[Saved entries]
————
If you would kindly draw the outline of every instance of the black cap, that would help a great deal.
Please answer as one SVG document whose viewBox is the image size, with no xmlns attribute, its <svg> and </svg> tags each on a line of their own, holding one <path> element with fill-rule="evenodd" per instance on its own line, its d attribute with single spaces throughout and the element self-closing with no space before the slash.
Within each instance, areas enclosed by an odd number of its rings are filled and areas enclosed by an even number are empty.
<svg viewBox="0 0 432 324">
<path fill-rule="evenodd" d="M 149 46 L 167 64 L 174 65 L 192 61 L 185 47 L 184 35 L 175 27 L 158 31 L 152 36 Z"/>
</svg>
————
### Work to complete
Copy out each record above exactly, leaving nothing out.

### Task answer
If you would kindly draw the outline of every instance of the black cap, that would help a great deal.
Please answer as one SVG document whose viewBox is the image size, with no xmlns attribute, its <svg> and </svg> tags each on a line of their own, holding one <path> element with fill-rule="evenodd" per instance on its own line, its d attribute with single spaces throughout and the element self-closing with no space before the slash.
Within each instance, areas enclosed by an odd number of its rings are filled and areas enclosed by an even number are empty.
<svg viewBox="0 0 432 324">
<path fill-rule="evenodd" d="M 149 46 L 167 64 L 174 65 L 192 61 L 185 47 L 184 35 L 175 27 L 158 31 L 152 36 Z"/>
</svg>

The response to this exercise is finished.